*Data for this task*.
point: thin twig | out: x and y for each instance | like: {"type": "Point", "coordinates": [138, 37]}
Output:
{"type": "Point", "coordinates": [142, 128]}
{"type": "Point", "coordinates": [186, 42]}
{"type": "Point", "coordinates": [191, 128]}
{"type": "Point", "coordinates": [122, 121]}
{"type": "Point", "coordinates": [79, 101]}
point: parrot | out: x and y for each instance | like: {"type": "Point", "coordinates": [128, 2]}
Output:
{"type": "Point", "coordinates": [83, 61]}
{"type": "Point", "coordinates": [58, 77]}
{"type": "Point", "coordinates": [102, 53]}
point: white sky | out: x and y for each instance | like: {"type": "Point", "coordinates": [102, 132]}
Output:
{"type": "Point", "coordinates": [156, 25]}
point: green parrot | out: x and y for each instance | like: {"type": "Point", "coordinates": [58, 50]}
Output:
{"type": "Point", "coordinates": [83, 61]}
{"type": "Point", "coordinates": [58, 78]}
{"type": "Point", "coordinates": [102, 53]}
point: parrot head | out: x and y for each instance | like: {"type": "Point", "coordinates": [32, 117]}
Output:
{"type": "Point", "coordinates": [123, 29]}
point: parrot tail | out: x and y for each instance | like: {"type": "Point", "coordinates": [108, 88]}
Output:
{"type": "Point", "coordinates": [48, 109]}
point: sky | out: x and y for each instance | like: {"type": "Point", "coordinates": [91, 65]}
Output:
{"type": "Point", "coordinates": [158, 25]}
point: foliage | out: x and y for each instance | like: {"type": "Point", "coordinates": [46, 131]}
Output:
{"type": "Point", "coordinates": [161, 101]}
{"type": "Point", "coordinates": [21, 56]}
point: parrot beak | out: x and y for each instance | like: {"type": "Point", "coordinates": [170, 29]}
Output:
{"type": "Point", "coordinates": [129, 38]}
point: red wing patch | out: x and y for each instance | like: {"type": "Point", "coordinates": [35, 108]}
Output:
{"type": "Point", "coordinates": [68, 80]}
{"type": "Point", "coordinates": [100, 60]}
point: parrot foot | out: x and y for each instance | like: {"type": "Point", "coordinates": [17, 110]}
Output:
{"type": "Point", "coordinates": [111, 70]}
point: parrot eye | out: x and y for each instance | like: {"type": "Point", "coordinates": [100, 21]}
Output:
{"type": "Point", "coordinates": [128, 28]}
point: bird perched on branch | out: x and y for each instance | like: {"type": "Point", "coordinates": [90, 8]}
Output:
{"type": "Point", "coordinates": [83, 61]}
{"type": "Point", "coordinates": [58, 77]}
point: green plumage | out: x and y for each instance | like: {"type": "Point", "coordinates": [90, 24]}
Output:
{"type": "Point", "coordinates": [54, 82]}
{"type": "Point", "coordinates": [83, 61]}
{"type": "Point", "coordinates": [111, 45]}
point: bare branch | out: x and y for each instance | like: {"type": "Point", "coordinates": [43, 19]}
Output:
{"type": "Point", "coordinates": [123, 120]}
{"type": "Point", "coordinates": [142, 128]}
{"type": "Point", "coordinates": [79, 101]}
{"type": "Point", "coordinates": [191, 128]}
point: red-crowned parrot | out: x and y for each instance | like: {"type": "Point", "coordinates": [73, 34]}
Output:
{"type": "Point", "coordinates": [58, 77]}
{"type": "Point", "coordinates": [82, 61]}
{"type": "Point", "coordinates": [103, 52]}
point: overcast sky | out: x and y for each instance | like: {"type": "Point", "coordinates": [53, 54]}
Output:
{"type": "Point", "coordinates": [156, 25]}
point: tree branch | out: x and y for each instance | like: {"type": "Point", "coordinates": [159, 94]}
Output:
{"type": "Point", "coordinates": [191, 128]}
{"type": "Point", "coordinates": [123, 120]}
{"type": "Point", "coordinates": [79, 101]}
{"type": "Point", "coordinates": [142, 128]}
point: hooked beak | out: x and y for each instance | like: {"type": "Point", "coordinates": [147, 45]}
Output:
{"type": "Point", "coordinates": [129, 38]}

*Short exercise*. Rewrite the lines above so that every "parrot" becomes "macaw", and leave everything else unchanged.

*Response to this exercise*.
point: thin twig | out: x and y for each instance | like: {"type": "Point", "coordinates": [138, 37]}
Output:
{"type": "Point", "coordinates": [142, 128]}
{"type": "Point", "coordinates": [186, 42]}
{"type": "Point", "coordinates": [191, 128]}
{"type": "Point", "coordinates": [122, 121]}
{"type": "Point", "coordinates": [79, 101]}
point: macaw | out: x and y for each instance | like: {"type": "Point", "coordinates": [128, 2]}
Output:
{"type": "Point", "coordinates": [83, 61]}
{"type": "Point", "coordinates": [58, 77]}
{"type": "Point", "coordinates": [102, 53]}
point: white sky | out: x and y for each instance | like: {"type": "Point", "coordinates": [102, 132]}
Output:
{"type": "Point", "coordinates": [156, 25]}
point: green macaw | out: x and y for each instance | like: {"type": "Point", "coordinates": [58, 50]}
Output:
{"type": "Point", "coordinates": [83, 61]}
{"type": "Point", "coordinates": [58, 78]}
{"type": "Point", "coordinates": [102, 53]}
point: macaw head | out: x and y for each instance | like: {"type": "Point", "coordinates": [32, 117]}
Output:
{"type": "Point", "coordinates": [123, 29]}
point: macaw tail | out: x and y for each instance | like: {"type": "Point", "coordinates": [108, 88]}
Output:
{"type": "Point", "coordinates": [48, 109]}
point: sky | out: x and y for each instance | like: {"type": "Point", "coordinates": [91, 65]}
Output:
{"type": "Point", "coordinates": [158, 25]}
point: foliage | out: x and y for each instance | like: {"type": "Point", "coordinates": [46, 131]}
Output:
{"type": "Point", "coordinates": [161, 101]}
{"type": "Point", "coordinates": [21, 56]}
point: macaw beak | out: x and y for each instance | like: {"type": "Point", "coordinates": [170, 29]}
Output:
{"type": "Point", "coordinates": [129, 38]}
point: red wing patch | out: x and y for each instance | like: {"type": "Point", "coordinates": [35, 108]}
Output:
{"type": "Point", "coordinates": [68, 80]}
{"type": "Point", "coordinates": [100, 60]}
point: macaw foot | out: x and y for each instance | like: {"type": "Point", "coordinates": [17, 110]}
Output:
{"type": "Point", "coordinates": [111, 70]}
point: macaw eye | out: x and y for each instance | like: {"type": "Point", "coordinates": [100, 21]}
Output:
{"type": "Point", "coordinates": [128, 28]}
point: bird perched on branch | out: x and y for each instance | like: {"type": "Point", "coordinates": [90, 8]}
Output:
{"type": "Point", "coordinates": [83, 61]}
{"type": "Point", "coordinates": [58, 77]}
point: green plumage | out: x and y for each instance | like: {"type": "Point", "coordinates": [90, 24]}
Output:
{"type": "Point", "coordinates": [54, 82]}
{"type": "Point", "coordinates": [83, 61]}
{"type": "Point", "coordinates": [111, 45]}
point: bare branch | out: x and y for each instance | like: {"type": "Point", "coordinates": [43, 19]}
Output:
{"type": "Point", "coordinates": [123, 120]}
{"type": "Point", "coordinates": [142, 128]}
{"type": "Point", "coordinates": [79, 101]}
{"type": "Point", "coordinates": [191, 128]}
point: red-crowned macaw | out: x and y for each instance | like: {"type": "Point", "coordinates": [73, 34]}
Output:
{"type": "Point", "coordinates": [58, 77]}
{"type": "Point", "coordinates": [82, 61]}
{"type": "Point", "coordinates": [103, 52]}
point: overcast sky | out: x and y for each instance | like: {"type": "Point", "coordinates": [53, 54]}
Output:
{"type": "Point", "coordinates": [156, 25]}
point: tree branch | out: x and y for each instance | like: {"type": "Point", "coordinates": [159, 94]}
Output:
{"type": "Point", "coordinates": [191, 128]}
{"type": "Point", "coordinates": [123, 120]}
{"type": "Point", "coordinates": [79, 101]}
{"type": "Point", "coordinates": [142, 128]}
point: hooked beak | out: x and y for each instance | like: {"type": "Point", "coordinates": [147, 45]}
Output:
{"type": "Point", "coordinates": [129, 38]}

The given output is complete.